§ **Written instruction**: Count the lines in the records below that contain the string "tree", with uppercase and lowercase treated as different, and reply with the number alone.

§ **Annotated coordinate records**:
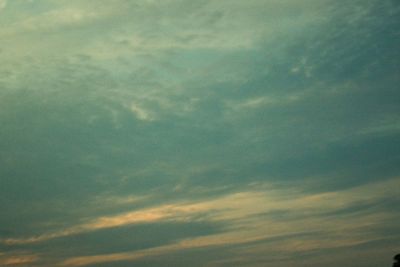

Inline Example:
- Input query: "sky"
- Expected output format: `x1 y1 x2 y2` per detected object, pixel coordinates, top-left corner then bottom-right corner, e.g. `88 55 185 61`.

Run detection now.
0 0 400 267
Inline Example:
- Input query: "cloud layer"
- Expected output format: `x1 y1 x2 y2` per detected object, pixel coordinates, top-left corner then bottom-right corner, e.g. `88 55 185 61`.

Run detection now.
0 0 400 267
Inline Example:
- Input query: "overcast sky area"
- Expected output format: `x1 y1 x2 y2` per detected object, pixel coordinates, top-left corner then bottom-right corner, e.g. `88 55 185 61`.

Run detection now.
0 0 400 267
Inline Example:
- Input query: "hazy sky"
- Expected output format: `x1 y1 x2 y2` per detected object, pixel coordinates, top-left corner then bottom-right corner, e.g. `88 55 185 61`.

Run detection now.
0 0 400 267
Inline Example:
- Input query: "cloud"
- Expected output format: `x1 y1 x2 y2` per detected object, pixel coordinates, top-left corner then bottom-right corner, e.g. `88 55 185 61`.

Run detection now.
2 178 399 266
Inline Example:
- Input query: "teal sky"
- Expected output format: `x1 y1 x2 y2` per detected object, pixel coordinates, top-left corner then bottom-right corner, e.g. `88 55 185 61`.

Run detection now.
0 0 400 267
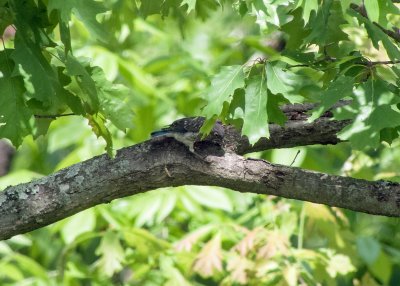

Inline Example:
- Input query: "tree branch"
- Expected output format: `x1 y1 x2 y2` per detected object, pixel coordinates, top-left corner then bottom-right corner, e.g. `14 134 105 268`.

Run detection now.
0 106 400 239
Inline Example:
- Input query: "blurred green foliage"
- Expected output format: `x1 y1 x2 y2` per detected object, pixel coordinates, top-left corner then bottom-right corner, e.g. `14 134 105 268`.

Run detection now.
0 0 400 286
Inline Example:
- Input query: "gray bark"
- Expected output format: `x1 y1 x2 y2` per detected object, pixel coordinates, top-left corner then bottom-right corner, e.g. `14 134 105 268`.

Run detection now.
0 108 400 239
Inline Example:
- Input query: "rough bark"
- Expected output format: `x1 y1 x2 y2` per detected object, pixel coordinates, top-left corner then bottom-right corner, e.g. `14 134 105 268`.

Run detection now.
0 105 400 239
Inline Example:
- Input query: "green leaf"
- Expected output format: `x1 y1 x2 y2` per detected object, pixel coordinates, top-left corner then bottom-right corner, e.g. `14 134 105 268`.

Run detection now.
186 186 233 212
96 231 124 277
92 67 134 131
200 65 244 134
242 75 269 144
349 10 400 61
326 254 356 277
60 208 96 244
0 50 32 147
11 32 58 107
87 114 114 157
356 237 381 265
47 0 107 41
304 0 348 47
181 0 196 14
308 76 353 122
0 7 13 35
65 55 99 113
296 0 318 25
266 62 303 103
364 0 379 23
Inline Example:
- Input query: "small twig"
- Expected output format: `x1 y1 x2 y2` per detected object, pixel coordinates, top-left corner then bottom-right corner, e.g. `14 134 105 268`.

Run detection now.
34 113 76 119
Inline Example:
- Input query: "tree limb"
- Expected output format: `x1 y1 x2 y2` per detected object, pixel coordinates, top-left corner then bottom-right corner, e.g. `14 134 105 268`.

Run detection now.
0 113 400 239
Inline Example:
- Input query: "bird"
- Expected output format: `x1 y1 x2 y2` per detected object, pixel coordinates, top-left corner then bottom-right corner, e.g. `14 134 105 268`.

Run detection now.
151 117 225 155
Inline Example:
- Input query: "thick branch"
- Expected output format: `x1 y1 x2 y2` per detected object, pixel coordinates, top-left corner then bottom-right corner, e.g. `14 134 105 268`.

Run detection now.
0 133 400 239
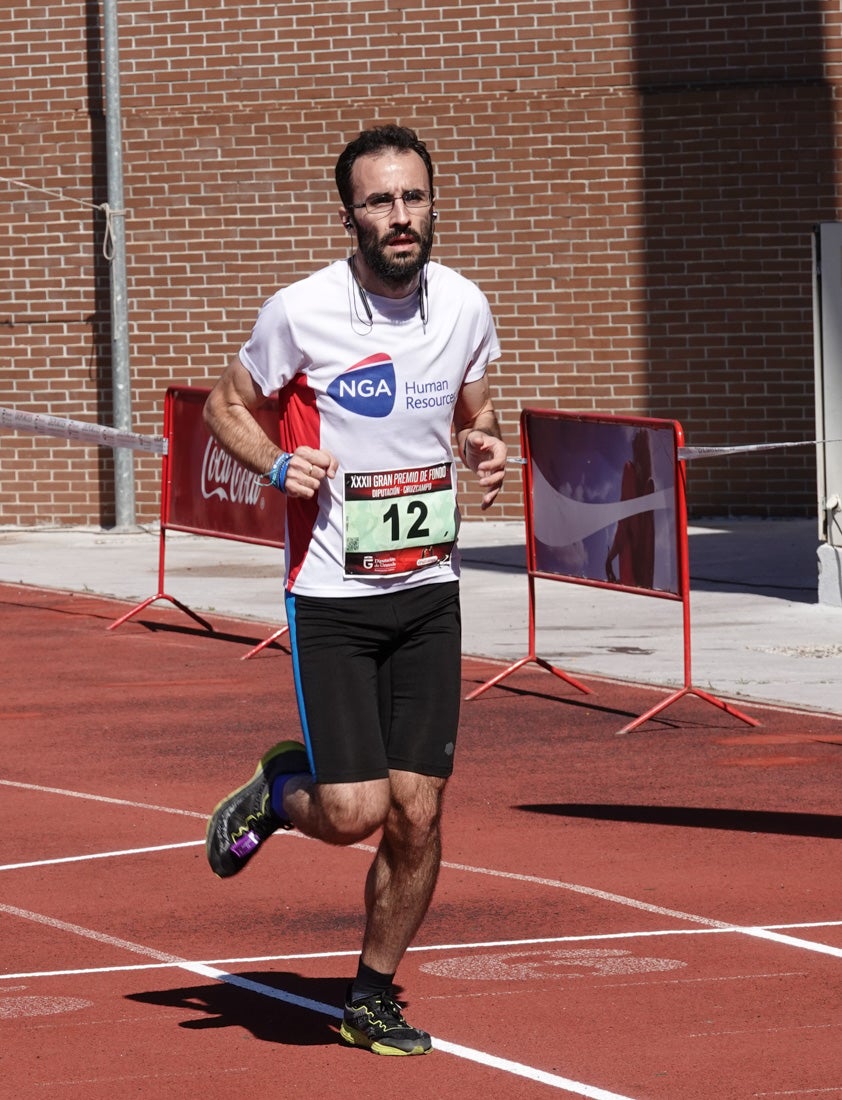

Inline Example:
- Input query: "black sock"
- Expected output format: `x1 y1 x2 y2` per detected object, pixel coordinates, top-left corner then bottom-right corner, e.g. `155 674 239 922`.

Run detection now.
350 959 394 1004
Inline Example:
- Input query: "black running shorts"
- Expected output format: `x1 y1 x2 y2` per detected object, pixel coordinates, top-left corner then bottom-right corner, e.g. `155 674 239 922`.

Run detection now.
286 581 461 783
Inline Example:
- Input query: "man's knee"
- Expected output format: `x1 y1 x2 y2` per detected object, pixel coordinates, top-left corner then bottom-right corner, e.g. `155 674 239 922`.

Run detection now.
389 772 446 848
313 779 390 844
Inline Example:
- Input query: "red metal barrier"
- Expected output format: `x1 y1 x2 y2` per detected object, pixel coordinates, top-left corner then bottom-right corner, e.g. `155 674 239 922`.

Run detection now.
108 386 288 660
467 409 758 734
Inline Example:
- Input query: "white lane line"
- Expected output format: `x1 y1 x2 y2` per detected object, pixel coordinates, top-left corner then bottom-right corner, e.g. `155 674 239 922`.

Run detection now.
0 779 209 821
0 904 632 1100
0 840 205 871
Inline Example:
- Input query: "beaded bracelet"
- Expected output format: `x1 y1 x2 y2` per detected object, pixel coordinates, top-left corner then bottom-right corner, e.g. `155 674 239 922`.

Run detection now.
264 451 293 493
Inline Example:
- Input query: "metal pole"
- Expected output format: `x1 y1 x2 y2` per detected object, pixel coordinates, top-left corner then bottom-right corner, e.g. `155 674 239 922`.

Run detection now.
102 0 134 527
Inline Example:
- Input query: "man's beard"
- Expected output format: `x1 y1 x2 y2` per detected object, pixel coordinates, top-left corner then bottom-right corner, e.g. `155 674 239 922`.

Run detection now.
357 218 433 289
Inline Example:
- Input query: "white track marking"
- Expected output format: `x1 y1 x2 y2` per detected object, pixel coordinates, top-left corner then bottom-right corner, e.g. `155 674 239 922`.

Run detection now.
0 779 209 821
0 904 631 1100
0 840 205 871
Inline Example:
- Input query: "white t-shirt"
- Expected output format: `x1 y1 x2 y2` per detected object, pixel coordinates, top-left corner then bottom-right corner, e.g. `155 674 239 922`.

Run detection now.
240 261 500 596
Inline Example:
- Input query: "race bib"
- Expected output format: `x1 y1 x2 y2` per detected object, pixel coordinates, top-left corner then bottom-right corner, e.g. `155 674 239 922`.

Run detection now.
342 462 459 576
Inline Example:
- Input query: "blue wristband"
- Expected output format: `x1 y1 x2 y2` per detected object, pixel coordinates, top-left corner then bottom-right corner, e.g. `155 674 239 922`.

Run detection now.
266 451 293 493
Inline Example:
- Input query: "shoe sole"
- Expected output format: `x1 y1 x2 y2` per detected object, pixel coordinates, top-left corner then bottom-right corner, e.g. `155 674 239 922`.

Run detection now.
339 1023 433 1057
205 741 309 879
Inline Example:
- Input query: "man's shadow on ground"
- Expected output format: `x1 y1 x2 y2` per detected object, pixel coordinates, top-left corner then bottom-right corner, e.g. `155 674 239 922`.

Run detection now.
125 970 411 1046
125 970 356 1046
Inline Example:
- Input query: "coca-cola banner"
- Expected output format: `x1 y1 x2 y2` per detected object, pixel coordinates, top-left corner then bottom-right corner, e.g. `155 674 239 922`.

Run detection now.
163 386 286 547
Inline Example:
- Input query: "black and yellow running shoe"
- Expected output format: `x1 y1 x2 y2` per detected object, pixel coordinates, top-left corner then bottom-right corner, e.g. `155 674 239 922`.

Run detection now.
205 741 309 879
339 990 433 1055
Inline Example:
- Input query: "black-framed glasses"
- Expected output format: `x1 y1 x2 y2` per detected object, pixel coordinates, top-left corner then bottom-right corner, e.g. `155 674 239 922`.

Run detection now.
348 189 433 218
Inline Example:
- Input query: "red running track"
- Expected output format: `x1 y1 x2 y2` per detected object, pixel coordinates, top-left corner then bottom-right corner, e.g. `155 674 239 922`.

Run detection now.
0 585 842 1100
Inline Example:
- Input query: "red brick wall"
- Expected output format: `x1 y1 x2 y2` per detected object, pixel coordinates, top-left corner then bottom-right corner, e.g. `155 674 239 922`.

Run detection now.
0 0 842 525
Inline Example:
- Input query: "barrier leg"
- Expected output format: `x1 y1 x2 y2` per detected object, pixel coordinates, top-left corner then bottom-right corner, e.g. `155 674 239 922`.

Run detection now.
464 653 592 700
107 592 214 634
240 626 289 661
617 688 759 736
464 573 592 701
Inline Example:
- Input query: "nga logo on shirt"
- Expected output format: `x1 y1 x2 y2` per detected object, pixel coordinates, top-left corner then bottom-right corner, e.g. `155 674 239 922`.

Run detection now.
327 352 395 417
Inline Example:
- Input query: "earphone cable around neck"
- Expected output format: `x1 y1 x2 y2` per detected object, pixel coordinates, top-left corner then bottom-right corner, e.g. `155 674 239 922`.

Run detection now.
348 255 429 327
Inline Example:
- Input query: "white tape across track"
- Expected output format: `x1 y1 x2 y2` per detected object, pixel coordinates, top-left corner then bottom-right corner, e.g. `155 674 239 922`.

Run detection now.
0 408 167 454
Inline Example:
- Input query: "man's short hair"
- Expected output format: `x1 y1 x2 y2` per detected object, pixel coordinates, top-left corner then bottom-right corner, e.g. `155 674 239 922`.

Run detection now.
335 125 433 207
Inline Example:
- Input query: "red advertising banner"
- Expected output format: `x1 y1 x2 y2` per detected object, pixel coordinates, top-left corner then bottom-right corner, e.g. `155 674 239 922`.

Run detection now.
108 386 287 659
161 386 286 547
467 409 757 734
523 410 682 597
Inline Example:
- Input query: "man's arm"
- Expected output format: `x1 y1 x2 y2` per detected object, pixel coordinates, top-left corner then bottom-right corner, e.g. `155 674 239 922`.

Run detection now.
453 375 506 512
204 358 338 497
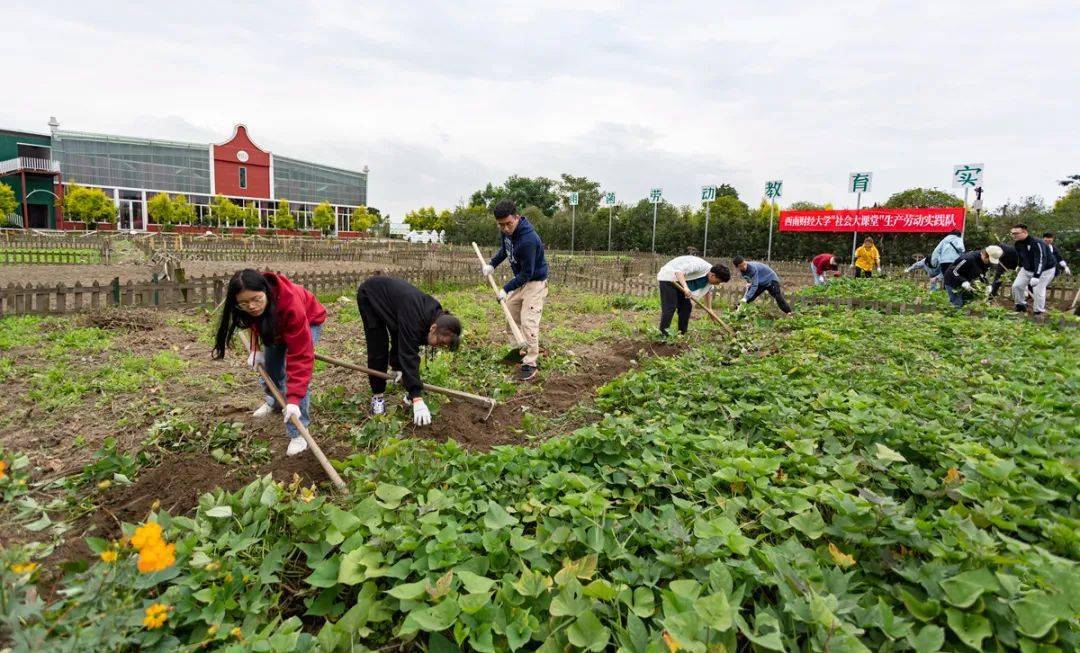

§ **Solution below**: 2